To report on all the small events witnessed while observing the sessions is a difficult task to be fully accomplished. Therefore, this item will present fragments of these meetings with the intention of understanding the progress of the proposals. The images aim to contribute to the communication and reminiscence of interactions with the collection, with the other participants and with the materials and objects selected by the educators.


We enter the exhibition and the coordinating educator talks a little more about Picasso’s blue and rose period that are presented in some works of the first part of the exhibition. He uses as a playful resource a frame that is illuminated with blue or rose, attracting the attention of infants and adults. Babies and parents have fun with the luminous frame and with small paper frames of blue and rose gelatin filters10, creating a kind of photographic filter.

A baby walks through the gallery with a rose filter. He goes towards a mother who is crouching and playing with her daughter with the blue filter (the baby is putting the blue filter on the mother’s face). Then the baby who was walking with the rose filter on his face puts it on the face of this mother, while the daughter puts the blue filter on her own face. Then he leaves and goes his own way, the other baby watches him. A baby lies down on one of the tissues [with a pattern similar to the clothing of the character in the painting] and pretends to be asleep. The scene provokes laughter from adults and the attention of other babies. He repeats the gesture a few times (Field Notes, June 4, 2016/Picasso: savant hand, savage eye).

In the proposal of the fragment above, one of the paths chosen by educators was to emphasize Picasso’s expressive use of colors - particularly what is called his blue and rose period. The solution found was to manufacture small blue and rose lighting gelatin filters, so that participants could see the works and other people through color filters. Another strategy was the use of a luminous frame (Figure 5) that bathed the participants with color. Such elements brought concepts from Picasso’s work to a concrete experience that could be experienced in a variety of situations (I see the work, I see the other, I see the space).

Source: Photo by Researcher.

Figure 5 Participants with luminous frame 

The fragment and the images also reveal the relational character of these proposed objects - I see and share this experience with the others, including and making them see as well - (Figure 6).

Source: Photo by Researcher.

Figure 6 Participants interacting in the exhibition 

On the same occasion, references to the figurative elements in the image were used: fabrics with a pattern and colors similar to the pattern of the boy’s clothing represented in one of the works, as well as a tulle skirt that alluded to the collar of his clothing. Besides the visual reference, placed there as a tactile and relational possibility (in hide-and-seek games, for example), the fabric ends up evoking other meanings and relationships, such as the action of sleeping. Such actions/reactions occur in a sharing environment (I have my impressions, I share them with the other, just as I observe the other’s actions and emotional manifestations).

* Exercise A
What did the educators make so that participants could look at the works and at other people through color, according to the text on the Picasso exhibition sessions?
* Exercise B
Write out the part of the text on the Picasso exhibition sessions starting with "In the proposal" and going on through "see the space).".
* Exercise C
Carry the text on the Picasso exhibition sessions further, picking up after its final sentence.

* Data supplied
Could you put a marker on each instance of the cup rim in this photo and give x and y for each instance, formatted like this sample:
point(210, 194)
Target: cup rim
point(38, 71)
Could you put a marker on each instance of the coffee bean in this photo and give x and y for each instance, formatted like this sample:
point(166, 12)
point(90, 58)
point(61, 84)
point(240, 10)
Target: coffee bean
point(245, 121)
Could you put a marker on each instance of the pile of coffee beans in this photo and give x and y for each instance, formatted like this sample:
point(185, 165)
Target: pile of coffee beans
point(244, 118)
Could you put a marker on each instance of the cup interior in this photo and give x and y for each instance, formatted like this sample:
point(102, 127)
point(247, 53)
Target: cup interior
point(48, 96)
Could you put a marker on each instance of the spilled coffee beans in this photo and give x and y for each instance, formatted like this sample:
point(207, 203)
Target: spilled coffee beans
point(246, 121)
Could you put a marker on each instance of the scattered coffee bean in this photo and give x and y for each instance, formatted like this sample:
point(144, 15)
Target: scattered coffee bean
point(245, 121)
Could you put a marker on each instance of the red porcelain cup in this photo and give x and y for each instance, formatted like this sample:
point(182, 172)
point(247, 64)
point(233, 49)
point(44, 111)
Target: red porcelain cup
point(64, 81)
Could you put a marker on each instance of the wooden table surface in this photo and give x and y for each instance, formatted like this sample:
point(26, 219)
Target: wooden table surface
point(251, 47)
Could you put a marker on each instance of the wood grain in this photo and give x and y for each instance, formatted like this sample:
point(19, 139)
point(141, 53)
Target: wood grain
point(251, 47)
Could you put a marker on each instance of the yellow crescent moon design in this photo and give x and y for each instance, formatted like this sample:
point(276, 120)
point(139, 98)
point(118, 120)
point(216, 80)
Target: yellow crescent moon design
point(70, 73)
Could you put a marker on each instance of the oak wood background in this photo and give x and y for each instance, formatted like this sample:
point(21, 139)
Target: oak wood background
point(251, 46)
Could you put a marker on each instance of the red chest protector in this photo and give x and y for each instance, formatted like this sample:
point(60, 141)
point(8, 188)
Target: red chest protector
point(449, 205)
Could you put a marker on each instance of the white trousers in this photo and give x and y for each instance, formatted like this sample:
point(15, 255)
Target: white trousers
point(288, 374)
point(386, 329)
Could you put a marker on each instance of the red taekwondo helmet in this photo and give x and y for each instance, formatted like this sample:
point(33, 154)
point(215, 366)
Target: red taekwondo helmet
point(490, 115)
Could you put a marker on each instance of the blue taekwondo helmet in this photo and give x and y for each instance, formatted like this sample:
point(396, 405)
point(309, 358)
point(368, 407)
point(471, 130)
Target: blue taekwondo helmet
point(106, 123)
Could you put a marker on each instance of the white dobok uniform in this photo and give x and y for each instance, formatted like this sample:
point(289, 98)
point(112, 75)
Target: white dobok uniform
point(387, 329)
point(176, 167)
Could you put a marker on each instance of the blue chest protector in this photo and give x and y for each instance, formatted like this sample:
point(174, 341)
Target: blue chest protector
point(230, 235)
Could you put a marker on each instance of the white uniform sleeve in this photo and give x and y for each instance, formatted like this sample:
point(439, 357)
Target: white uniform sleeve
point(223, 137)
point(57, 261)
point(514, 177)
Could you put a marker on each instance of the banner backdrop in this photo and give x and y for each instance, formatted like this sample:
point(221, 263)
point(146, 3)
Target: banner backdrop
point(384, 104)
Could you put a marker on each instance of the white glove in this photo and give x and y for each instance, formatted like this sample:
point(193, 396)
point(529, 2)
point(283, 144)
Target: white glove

* Final answer A
Small blue and rose lighting gelatin filters.

* Final answer B
In the proposal of the fragment above, one of the paths chosen by educators was to emphasize Picasso’s expressive use of colors - particularly what is called his blue and rose period. The solution found was to manufacture small blue and rose lighting gelatin filters, so that participants could see the works and other people through color filters. Another strategy was the use of a luminous frame (Figure 5) that bathed the participants with color. Such elements brought concepts from Picasso’s work to a concrete experience that could be experienced in a variety of situations (I see the work, I see the other, I see the space).

* Final answer C
The opportunity in mediation of spaces for exchange permeated by affectivity and aesthetic dimension enrich the sharing of narratives of meaning between infants and adults. One can risk thinking about this urge to tell stories, to share an experience present in children from an early age, with Benjamin’s concept of storytelling (2012). The child senses are constituted and shaped in the relationship with the others, by their looks, by their expression. Moments like these are crucial for children’s development, gaining new colors in the unusual context of art exhibitions (Leite, 2014).

Artistic mediation for young children is a challenge for educators, as it requires the search for new ways to communicate and construct meanings present in works and artistic processes with the public. The intention is to cover various interpretations (coming from the different contexts of each participant) and to enter with some depth in the processes, questions and search for aesthetic achievement involved in artistic work. In general, the basis of mediation rests on verbal dialogue; thus, in projects focused on infants and their caregivers, a different repertoire of strategies must be build.

No Colo educators created very interesting strategies, such as stations in the exhibition space, presence of music and workshops. However, in the context of the observed proposals, not always the materials chosen to compose with the exhibition space proved to provoke so many developments. At exhibition Gaudí: Barcelona 1900, architecture was the concept explored by educators, who made available stacking games. The building blocks are a clear reference to the act of building and thus their choice is relevant. However, what concept in Gaudí’s architecture, a singular artist in the way of conceiving his architectural works, could be explored by the participants?


Second space [in the exhibition]: under a maquette/replica of the architect’s structure (vault) there are some ‘pillows’ in different geometric shapes that resemble the cube building toys. [...] In this same place, a mother shows the baby the piece that is above them. The baby follows the mother’s look and starts showing the structure to other people by pointing it. A mother lies on the floor with her baby to better observe the vault structure. Other mothers do the same, but some babies do not like to lie down and observe the piece sitting. The musician approaches and the baby dances and claps his hands. He stops for a moment, points to the ceiling showing it to the musician who looks up and points to it too, as if she was saying ‘I see it too!’. Both of them smile, sharing and enjoying this little aesthetic discovery (Field Notes, December 4, 2016/Exhibition Gaudí: Barcelona 1900).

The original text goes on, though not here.